TASK BRIEF:
Write down exactly the lines from the one below that has "pin: worker bending" to the end of the data, both ends included; the pictures should not appear in your copy.
· · · · ·
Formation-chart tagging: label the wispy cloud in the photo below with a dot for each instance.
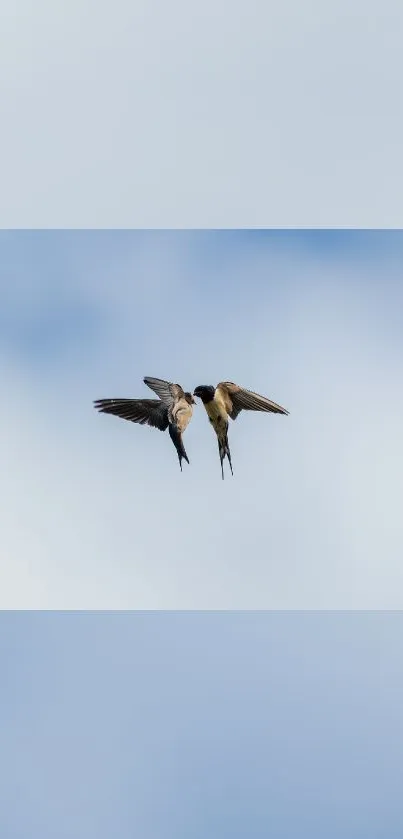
(96, 513)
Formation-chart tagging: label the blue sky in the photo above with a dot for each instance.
(292, 120)
(96, 511)
(199, 724)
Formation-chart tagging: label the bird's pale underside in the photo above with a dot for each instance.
(174, 409)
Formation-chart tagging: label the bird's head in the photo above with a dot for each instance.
(204, 392)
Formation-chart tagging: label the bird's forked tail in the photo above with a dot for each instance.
(224, 451)
(176, 438)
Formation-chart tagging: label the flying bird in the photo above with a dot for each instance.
(173, 410)
(228, 400)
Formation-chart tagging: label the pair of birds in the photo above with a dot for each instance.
(174, 408)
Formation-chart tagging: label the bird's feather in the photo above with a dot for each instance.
(150, 412)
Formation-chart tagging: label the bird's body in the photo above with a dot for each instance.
(226, 401)
(173, 410)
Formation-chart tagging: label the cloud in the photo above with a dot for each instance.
(183, 117)
(96, 513)
(172, 725)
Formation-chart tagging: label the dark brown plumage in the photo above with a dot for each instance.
(173, 410)
(228, 400)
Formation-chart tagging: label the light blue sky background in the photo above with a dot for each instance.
(192, 724)
(206, 114)
(96, 513)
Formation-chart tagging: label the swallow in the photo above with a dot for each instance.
(173, 410)
(228, 400)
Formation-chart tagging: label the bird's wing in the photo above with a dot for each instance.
(246, 400)
(167, 391)
(151, 412)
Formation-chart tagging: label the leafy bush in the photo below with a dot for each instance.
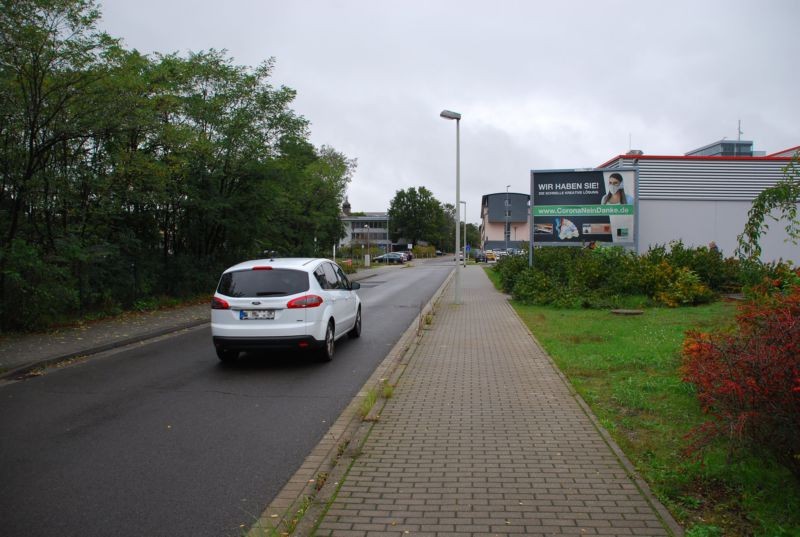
(37, 293)
(611, 276)
(510, 267)
(748, 380)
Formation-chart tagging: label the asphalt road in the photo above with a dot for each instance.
(164, 440)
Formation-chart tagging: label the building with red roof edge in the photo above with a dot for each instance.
(704, 196)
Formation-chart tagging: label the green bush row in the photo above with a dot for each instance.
(669, 275)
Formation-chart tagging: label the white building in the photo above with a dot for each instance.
(705, 195)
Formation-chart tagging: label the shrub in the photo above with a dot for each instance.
(748, 380)
(36, 292)
(509, 268)
(683, 288)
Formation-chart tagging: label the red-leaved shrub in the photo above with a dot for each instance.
(748, 379)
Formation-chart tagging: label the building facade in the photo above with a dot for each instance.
(365, 229)
(504, 221)
(704, 196)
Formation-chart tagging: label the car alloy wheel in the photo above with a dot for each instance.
(227, 355)
(330, 343)
(356, 330)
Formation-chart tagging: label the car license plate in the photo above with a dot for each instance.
(249, 315)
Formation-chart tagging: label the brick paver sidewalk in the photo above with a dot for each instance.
(483, 437)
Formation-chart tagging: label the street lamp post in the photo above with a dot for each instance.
(447, 114)
(465, 233)
(506, 229)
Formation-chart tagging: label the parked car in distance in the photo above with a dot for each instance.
(284, 303)
(391, 257)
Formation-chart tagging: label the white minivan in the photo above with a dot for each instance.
(284, 303)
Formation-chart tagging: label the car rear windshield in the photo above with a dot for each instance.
(275, 282)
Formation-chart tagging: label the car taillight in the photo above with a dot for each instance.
(219, 304)
(307, 301)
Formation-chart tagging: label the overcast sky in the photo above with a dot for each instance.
(540, 85)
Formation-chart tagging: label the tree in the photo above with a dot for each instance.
(125, 176)
(782, 198)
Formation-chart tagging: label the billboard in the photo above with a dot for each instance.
(584, 206)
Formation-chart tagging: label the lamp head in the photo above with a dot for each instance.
(447, 114)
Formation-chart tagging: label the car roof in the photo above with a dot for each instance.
(297, 263)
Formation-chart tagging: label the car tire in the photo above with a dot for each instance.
(227, 355)
(326, 353)
(356, 330)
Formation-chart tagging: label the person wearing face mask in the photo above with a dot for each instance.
(616, 192)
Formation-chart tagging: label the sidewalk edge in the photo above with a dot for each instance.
(661, 512)
(300, 504)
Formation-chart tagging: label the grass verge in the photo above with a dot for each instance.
(626, 369)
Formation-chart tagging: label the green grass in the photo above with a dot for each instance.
(626, 369)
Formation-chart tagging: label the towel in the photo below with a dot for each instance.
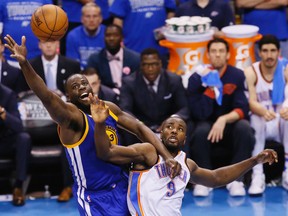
(212, 79)
(279, 82)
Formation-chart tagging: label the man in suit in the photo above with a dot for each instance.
(11, 76)
(13, 141)
(102, 91)
(153, 94)
(54, 68)
(114, 61)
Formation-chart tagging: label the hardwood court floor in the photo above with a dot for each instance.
(273, 203)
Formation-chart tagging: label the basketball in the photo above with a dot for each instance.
(49, 23)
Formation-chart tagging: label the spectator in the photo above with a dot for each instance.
(219, 12)
(73, 10)
(139, 19)
(219, 123)
(88, 38)
(11, 76)
(15, 16)
(270, 17)
(267, 81)
(13, 141)
(55, 69)
(102, 91)
(153, 94)
(114, 62)
(151, 191)
(95, 181)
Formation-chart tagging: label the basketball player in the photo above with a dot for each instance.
(269, 113)
(100, 187)
(151, 191)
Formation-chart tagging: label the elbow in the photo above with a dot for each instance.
(105, 156)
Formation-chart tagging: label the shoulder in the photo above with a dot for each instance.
(75, 32)
(68, 60)
(128, 51)
(235, 72)
(172, 77)
(191, 165)
(131, 78)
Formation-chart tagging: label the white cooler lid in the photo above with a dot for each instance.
(240, 31)
(189, 38)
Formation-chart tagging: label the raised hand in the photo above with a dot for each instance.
(268, 155)
(99, 110)
(18, 52)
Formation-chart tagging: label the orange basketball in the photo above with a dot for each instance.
(49, 23)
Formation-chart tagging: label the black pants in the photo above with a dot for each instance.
(17, 146)
(238, 139)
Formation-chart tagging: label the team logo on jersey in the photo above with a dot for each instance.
(111, 132)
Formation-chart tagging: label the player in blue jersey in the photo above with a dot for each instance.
(151, 191)
(99, 187)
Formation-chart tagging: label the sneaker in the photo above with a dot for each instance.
(202, 191)
(257, 186)
(285, 179)
(236, 188)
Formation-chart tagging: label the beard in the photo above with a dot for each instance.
(84, 108)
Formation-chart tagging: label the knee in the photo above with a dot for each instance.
(24, 140)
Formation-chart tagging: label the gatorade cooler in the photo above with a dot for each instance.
(241, 39)
(186, 52)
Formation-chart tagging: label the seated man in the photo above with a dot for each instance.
(151, 191)
(114, 61)
(13, 141)
(267, 81)
(102, 91)
(87, 38)
(220, 109)
(152, 94)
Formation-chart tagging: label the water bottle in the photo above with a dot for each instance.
(47, 193)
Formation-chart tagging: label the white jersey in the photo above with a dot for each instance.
(264, 89)
(152, 192)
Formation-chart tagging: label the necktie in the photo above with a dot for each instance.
(151, 89)
(49, 77)
(111, 58)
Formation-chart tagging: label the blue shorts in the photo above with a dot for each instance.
(112, 201)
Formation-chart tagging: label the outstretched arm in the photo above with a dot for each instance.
(227, 174)
(59, 111)
(113, 153)
(145, 134)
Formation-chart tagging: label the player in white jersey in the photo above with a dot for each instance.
(267, 84)
(151, 191)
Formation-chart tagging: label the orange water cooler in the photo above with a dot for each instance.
(186, 52)
(241, 39)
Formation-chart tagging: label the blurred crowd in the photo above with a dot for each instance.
(230, 112)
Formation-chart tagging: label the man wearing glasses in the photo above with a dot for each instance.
(153, 94)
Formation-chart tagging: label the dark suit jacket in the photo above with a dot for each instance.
(66, 67)
(170, 99)
(13, 78)
(13, 123)
(100, 62)
(106, 93)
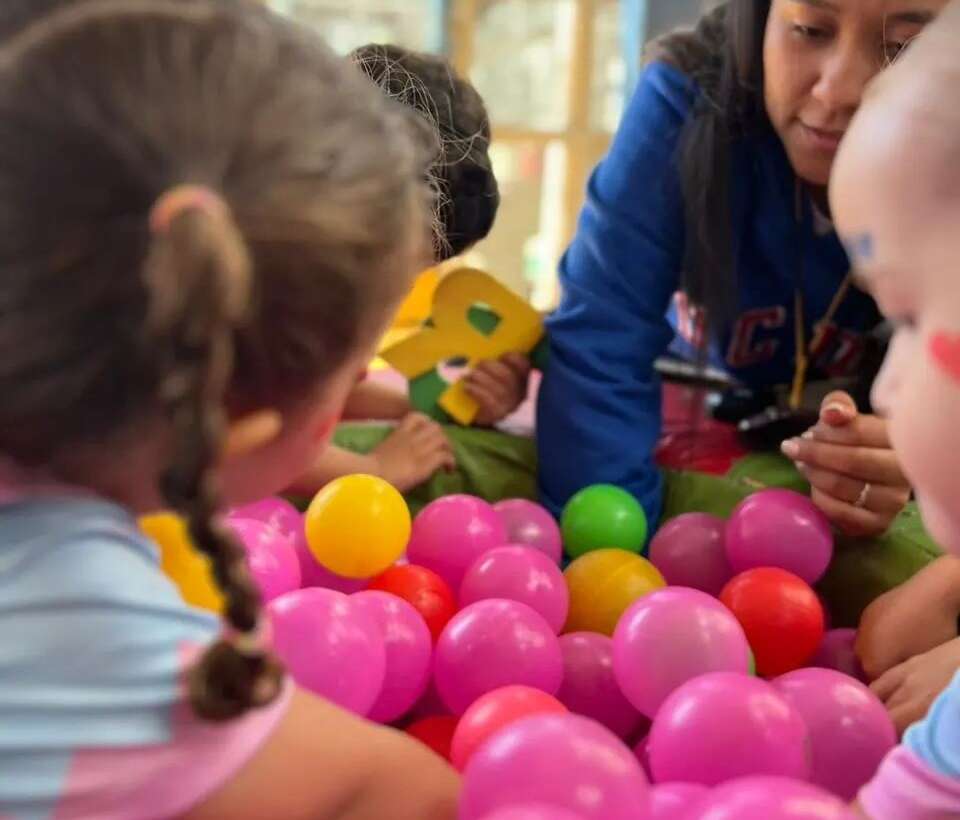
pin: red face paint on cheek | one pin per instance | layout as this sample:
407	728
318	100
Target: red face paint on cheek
325	429
944	347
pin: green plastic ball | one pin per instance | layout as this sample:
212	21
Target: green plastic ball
603	517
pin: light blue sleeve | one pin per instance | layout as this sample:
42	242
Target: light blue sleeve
936	738
93	646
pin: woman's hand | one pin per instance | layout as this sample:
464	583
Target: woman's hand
909	689
854	473
911	619
499	387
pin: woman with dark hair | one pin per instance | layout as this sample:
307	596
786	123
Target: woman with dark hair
706	234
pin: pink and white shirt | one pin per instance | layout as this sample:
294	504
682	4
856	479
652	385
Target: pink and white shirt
94	645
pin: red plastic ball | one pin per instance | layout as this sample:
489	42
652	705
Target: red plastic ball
435	732
492	712
782	616
423	589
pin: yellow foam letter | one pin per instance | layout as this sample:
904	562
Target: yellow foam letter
451	335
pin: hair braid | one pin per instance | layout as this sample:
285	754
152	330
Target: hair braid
199	275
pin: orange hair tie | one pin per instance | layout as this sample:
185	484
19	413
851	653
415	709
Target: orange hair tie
183	198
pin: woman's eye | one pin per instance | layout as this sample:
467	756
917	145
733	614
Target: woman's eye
892	50
809	32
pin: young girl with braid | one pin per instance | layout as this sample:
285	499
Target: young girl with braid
206	221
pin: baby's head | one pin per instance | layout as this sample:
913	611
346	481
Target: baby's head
462	172
206	220
896	199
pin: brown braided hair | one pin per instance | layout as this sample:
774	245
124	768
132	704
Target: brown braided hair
105	325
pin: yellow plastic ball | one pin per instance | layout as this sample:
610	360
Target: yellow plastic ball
603	584
180	561
358	526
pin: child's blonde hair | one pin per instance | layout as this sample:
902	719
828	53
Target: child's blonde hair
107	325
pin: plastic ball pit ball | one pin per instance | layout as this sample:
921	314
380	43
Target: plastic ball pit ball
603	584
589	686
670	637
424	590
522	574
494	711
271	557
313	574
780	528
603	517
435	732
565	761
530	524
672	800
330	647
357	526
689	551
780	613
850	729
533	811
724	726
451	533
277	513
770	798
492	644
409	650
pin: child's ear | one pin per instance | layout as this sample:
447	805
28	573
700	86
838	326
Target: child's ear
252	431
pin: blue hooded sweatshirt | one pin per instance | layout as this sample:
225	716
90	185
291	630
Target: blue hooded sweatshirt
599	414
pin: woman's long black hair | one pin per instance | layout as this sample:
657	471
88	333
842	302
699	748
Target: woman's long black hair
723	55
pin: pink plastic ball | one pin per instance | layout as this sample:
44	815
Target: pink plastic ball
271	557
450	534
277	513
723	726
492	644
518	573
533	811
642	751
770	798
566	761
409	651
837	652
589	687
530	524
689	551
330	647
850	730
672	636
780	528
670	801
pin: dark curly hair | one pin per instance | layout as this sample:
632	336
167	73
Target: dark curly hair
467	192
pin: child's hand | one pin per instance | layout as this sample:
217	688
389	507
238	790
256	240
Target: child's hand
413	452
853	471
909	689
911	619
499	387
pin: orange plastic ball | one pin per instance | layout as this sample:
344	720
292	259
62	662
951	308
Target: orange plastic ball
603	584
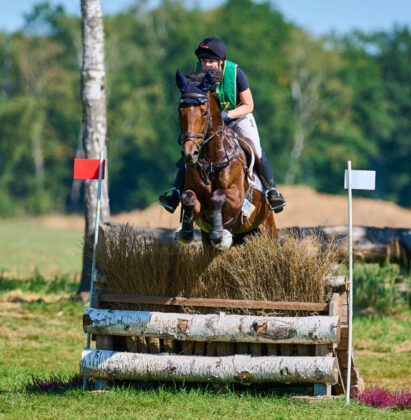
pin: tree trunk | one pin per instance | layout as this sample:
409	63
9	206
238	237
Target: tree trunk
94	122
222	369
228	328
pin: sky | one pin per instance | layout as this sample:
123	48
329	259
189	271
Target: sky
317	16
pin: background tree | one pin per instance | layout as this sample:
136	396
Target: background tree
94	121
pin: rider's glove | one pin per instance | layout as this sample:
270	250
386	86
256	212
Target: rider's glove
225	116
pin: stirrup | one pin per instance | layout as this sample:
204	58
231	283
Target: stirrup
276	209
167	206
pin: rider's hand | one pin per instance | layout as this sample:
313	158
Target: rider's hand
225	117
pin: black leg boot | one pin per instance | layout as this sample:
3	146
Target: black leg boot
275	199
171	198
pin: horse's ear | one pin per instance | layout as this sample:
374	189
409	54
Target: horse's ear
207	83
182	82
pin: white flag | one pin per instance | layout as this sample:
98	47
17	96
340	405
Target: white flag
360	180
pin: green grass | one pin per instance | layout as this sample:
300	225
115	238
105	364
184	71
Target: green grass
26	245
42	339
41	335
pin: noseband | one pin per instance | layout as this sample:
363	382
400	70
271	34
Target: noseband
196	99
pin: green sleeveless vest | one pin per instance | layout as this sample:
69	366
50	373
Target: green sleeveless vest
226	90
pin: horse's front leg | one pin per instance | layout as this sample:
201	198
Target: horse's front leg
186	234
218	198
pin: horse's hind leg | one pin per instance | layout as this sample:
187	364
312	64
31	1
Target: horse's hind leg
186	234
268	226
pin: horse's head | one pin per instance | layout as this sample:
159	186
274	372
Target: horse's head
194	115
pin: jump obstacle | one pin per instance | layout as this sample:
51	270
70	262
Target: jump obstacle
220	348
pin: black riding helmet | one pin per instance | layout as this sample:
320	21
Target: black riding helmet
211	48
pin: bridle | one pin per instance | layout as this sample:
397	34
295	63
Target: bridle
196	99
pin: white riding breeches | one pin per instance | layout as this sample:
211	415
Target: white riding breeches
246	127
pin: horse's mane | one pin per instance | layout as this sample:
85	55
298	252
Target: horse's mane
216	76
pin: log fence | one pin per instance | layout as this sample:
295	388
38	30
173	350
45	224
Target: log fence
221	348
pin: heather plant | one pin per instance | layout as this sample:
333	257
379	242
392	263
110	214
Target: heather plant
383	398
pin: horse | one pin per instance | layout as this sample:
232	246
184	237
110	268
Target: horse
218	193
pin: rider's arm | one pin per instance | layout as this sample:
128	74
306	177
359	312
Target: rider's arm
247	105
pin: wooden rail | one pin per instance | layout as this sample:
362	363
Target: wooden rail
214	303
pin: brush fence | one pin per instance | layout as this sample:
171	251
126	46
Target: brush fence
217	348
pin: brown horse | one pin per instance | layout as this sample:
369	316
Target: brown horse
217	193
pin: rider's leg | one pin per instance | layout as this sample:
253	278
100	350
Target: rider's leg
171	198
247	127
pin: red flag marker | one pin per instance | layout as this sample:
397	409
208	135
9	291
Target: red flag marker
87	168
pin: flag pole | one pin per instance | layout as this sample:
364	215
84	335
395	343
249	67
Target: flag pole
350	283
93	264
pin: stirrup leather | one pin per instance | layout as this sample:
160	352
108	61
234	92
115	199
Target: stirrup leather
268	200
167	206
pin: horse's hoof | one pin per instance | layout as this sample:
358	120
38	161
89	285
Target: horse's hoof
225	243
183	238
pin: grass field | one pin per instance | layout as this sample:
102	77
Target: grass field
41	335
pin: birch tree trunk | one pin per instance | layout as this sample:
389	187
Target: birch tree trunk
94	121
225	369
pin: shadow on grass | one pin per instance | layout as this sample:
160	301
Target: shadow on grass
60	384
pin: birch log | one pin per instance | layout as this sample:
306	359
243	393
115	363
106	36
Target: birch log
228	328
225	369
94	119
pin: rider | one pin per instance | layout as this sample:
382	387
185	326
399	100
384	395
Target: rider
236	103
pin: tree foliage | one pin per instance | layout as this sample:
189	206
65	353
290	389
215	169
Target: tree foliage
318	101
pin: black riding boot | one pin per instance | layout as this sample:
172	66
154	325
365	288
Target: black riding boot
275	199
171	198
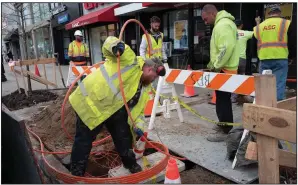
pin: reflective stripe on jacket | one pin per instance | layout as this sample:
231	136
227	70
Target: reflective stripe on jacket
78	53
99	96
272	38
156	46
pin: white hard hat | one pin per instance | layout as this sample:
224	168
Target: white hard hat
78	33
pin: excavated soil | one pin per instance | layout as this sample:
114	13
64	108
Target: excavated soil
16	100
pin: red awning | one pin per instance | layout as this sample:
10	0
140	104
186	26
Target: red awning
103	15
164	5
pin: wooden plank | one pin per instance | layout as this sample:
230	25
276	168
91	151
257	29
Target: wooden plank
268	155
288	104
41	80
287	158
269	121
36	61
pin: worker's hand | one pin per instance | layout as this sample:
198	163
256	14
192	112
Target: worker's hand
258	20
138	131
210	66
120	47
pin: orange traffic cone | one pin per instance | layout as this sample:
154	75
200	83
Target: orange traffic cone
213	101
37	71
172	173
140	146
189	91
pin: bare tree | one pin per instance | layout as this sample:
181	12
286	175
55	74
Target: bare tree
17	15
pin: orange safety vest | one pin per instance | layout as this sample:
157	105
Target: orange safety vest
272	38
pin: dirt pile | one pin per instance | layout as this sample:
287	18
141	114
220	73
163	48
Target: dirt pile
16	101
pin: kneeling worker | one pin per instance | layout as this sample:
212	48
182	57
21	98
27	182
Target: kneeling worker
98	102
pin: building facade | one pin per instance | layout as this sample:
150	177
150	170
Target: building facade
97	23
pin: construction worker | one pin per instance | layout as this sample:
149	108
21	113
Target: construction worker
272	35
98	102
78	51
224	58
156	38
243	36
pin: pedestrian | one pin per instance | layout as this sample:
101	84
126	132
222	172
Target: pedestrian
3	77
224	58
78	51
98	102
156	37
243	36
273	51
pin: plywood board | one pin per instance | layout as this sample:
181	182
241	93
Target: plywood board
189	140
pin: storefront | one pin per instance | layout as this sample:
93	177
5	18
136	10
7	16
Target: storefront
63	14
98	22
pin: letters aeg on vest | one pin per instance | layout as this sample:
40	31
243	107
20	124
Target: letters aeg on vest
269	27
241	34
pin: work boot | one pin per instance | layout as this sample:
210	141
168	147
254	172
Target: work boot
218	137
135	168
234	98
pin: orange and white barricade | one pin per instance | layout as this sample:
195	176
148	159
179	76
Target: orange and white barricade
238	84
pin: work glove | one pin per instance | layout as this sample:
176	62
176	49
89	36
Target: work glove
119	47
138	131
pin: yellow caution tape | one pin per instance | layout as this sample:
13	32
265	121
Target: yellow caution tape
147	165
196	113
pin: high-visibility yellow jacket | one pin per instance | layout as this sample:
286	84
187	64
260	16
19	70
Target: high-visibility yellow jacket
272	38
156	46
78	51
99	96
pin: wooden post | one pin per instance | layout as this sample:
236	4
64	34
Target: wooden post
22	72
268	153
45	74
15	75
54	70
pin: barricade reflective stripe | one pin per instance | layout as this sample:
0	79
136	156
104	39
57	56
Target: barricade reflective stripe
273	44
109	81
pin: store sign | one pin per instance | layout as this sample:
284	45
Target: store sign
90	6
63	18
59	9
286	10
78	24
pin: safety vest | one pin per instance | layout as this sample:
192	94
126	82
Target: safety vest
99	97
156	46
78	53
272	38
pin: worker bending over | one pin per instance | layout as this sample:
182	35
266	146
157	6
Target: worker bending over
272	36
224	58
98	102
78	51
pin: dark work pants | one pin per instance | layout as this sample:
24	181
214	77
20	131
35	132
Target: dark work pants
224	109
119	129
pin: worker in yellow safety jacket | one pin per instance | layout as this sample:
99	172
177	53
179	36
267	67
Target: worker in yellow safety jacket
78	51
156	38
272	36
224	58
98	102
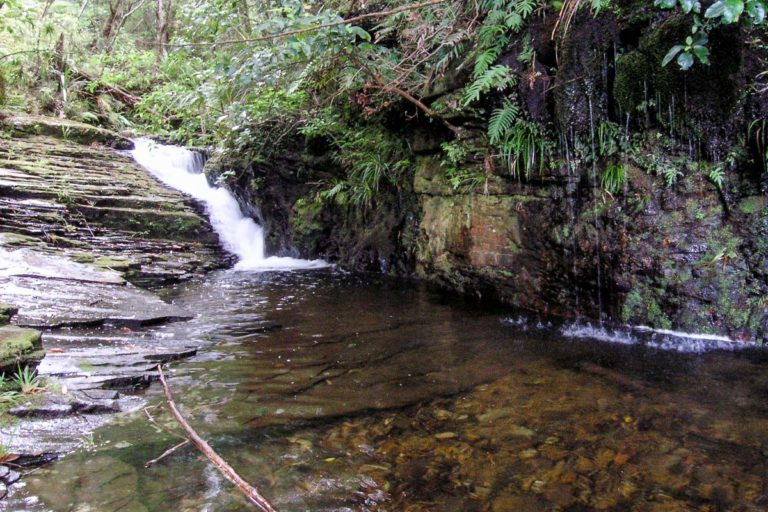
· · · · ·
REPLY TO THE EXERCISE:
pin: worker bending over | one pin per instance | layout as this sample:
182	35
266	146
157	6
Target: worker bending over
272	36
224	58
98	102
78	51
pin: dark work pants | one pin per instance | layout as this sample:
24	181
214	77
20	131
35	132
Target: dark work pants
224	109
119	129
pin: worker in yellow safety jacket | one pin per instance | layout as this sample:
99	172
177	53
179	36
267	67
Target: worker in yellow safety jacket
78	51
156	38
272	36
224	58
98	102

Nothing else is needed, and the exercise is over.